From the first line to the last, reproduce the records exactly as they appear below.

Point localization data:
:::
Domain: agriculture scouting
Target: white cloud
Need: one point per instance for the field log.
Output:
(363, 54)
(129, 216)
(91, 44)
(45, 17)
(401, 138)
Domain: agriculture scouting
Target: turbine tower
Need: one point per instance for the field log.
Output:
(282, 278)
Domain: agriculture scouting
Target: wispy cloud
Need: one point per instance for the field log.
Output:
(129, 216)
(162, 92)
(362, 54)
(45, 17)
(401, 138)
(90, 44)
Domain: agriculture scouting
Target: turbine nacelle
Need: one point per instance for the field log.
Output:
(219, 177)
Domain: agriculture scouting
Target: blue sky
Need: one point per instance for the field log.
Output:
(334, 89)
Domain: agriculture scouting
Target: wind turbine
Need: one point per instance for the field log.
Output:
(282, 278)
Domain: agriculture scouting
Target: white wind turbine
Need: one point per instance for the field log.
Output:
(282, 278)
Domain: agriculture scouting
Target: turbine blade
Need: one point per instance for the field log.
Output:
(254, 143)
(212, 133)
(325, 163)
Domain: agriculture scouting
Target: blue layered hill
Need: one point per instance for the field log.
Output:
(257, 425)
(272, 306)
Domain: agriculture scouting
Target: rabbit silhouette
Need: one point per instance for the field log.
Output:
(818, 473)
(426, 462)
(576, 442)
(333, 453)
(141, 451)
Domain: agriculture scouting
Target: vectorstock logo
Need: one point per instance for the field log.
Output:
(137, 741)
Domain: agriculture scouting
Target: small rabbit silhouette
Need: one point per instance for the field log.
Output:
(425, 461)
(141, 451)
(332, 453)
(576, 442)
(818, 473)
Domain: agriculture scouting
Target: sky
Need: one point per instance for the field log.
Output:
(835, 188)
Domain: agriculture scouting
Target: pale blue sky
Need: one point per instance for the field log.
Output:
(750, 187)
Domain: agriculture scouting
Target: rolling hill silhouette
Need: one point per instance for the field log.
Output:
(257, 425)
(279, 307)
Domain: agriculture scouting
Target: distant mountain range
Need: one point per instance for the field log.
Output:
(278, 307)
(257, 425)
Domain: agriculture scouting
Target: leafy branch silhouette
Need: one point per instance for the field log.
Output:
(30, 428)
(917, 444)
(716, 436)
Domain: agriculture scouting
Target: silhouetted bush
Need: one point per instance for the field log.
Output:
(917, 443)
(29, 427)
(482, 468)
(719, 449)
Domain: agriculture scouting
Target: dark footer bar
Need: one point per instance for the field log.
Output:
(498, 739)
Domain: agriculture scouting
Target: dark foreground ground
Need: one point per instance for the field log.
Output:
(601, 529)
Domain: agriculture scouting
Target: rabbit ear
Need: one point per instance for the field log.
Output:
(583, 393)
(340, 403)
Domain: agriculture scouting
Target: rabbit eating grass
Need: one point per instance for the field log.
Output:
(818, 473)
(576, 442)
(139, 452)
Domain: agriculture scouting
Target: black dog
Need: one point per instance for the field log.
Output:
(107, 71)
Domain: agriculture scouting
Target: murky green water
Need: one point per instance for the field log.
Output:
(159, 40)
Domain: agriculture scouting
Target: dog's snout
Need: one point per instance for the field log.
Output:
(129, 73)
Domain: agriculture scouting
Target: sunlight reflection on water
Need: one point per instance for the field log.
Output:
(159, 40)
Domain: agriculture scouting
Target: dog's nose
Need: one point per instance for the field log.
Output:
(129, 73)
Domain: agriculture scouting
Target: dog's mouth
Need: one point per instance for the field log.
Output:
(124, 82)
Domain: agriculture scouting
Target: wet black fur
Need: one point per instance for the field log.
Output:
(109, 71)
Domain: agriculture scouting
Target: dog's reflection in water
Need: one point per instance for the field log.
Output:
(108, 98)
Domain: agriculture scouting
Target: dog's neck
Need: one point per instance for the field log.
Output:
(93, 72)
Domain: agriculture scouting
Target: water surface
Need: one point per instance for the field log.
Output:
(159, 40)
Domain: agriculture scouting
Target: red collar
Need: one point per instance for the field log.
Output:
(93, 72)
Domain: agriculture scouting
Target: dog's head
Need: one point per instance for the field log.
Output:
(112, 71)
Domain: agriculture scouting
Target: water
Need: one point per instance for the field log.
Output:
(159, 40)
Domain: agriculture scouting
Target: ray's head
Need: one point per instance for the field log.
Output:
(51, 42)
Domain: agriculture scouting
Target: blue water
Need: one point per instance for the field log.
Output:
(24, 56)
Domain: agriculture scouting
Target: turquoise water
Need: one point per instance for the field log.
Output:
:::
• [ANSWER SPACE]
Domain: agriculture scouting
Target: white cloud
Need: one point per instance for the field log.
Output:
(363, 54)
(129, 216)
(91, 44)
(45, 17)
(401, 138)
Domain: agriculture scouting
Target: turbine tower
Need: one point per instance for the field log.
Output:
(282, 278)
Domain: agriculture scouting
Target: wispy cloud
Need: one point per instance for the field log.
Output:
(129, 216)
(162, 92)
(362, 54)
(45, 17)
(401, 138)
(90, 44)
Domain: agriculture scouting
Target: turbine nacelle
Need: one point per instance for the field log.
Output:
(219, 177)
Domain: agriculture scouting
Target: blue sky
Need: one point per instance for the field log.
Output:
(334, 89)
Domain: agriculture scouting
Target: wind turbine
Need: one point per instance for the field log.
Output:
(282, 278)
Domain: agriculture scouting
Target: white wind turbine
Need: one point per instance for the field log.
Output:
(282, 278)
Domain: agriculture scouting
Target: turbine blade
Need: one point per instance for the field log.
Output:
(254, 143)
(212, 133)
(325, 163)
Domain: agriculture scouting
Target: blue layered hill
Need: one point per instance for the field log.
Output:
(257, 425)
(272, 306)
Domain: agriculture scouting
Target: rabbit silhouette
Need: one point per instance for the field log.
Output:
(818, 473)
(426, 462)
(576, 442)
(333, 453)
(141, 451)
Domain: agriculture scouting
Target: vectorstock logo
Need: one point per instance for the field log.
Output:
(137, 741)
Domain: agriculture scouting
Target: small rabbit silhouette
Need: one point per instance for the field log.
Output:
(425, 461)
(141, 451)
(332, 453)
(576, 442)
(818, 473)
Domain: agriculture scouting
Target: sky
Need: one point per instance for the field log.
Output:
(835, 188)
Domain: agriculture scouting
Target: pale blue sky
Need: one point per instance for the field log.
Output:
(750, 187)
Domain: agriculture scouting
Target: rolling hill silhouette
Need: one point per instance for the field log.
Output:
(257, 425)
(279, 307)
Domain: agriculture scouting
Target: distant mountain range
Need: one point per instance for the field log.
Output:
(278, 307)
(257, 425)
Domain: agriculture scouting
Target: leafy branch silhouette
Need: one point per instance for the field log.
Output:
(30, 428)
(917, 444)
(716, 436)
Domain: agriculture scouting
Target: silhouetted bush
Need: one point per instance for the field log.
Output:
(917, 443)
(29, 427)
(482, 468)
(719, 449)
Domain: agriculture scouting
Target: dark footer bar
Need: one point per instance for the field log.
Output:
(498, 739)
Domain: agriculture scouting
Target: dark foreground ground
Need: one point per instance for the field log.
Output:
(601, 529)
Domain: agriculture scouting
Target: rabbit ear
Need: one point per instance for the field log.
Output:
(583, 393)
(340, 403)
Domain: agriculture scouting
Target: rabbit eating grass
Need: one point per instance for the field log.
Output:
(818, 473)
(576, 442)
(139, 452)
Domain: agriculture scouting
Target: black dog
Need: one point per instance for the field log.
Output:
(107, 71)
Domain: agriculture scouting
Target: murky green water
Need: one point per instance for the field log.
Output:
(159, 40)
Domain: agriculture scouting
Target: dog's snout
Need: one point per instance for the field log.
Output:
(129, 73)
Domain: agriculture scouting
Target: sunlight reflection on water
Need: one point per instance for the field log.
Output:
(159, 40)
Domain: agriculture scouting
Target: dog's nose
Need: one point per instance for the field log.
Output:
(129, 73)
Domain: agriculture scouting
Target: dog's mouth
Need: one point per instance for the field log.
Output:
(124, 82)
Domain: agriculture scouting
Target: wet black fur
Need: one point per instance for the field log.
Output:
(109, 71)
Domain: agriculture scouting
Target: dog's reflection in water
Need: one point per instance for the field log.
Output:
(108, 98)
Domain: agriculture scouting
Target: dog's neck
Need: one point per instance for the field log.
Output:
(93, 72)
Domain: agriculture scouting
Target: water surface
Need: one point per instance for the field log.
Output:
(159, 40)
Domain: agriculture scouting
Target: red collar
Need: one point per instance for the field log.
Output:
(93, 72)
Domain: agriculture scouting
Target: dog's head
Need: one point per instance for the field log.
Output:
(112, 71)
Domain: agriculture scouting
Target: water
Need: one point per instance for the field log.
Output:
(159, 40)
Domain: agriculture scouting
Target: ray's head
Need: one point per instance for the field log.
Output:
(51, 42)
Domain: agriculture scouting
Target: blue water
Need: one point per instance for the field log.
Output:
(24, 56)
Domain: agriculture scouting
Target: turquoise water
Need: one point per instance for the field log.
Output:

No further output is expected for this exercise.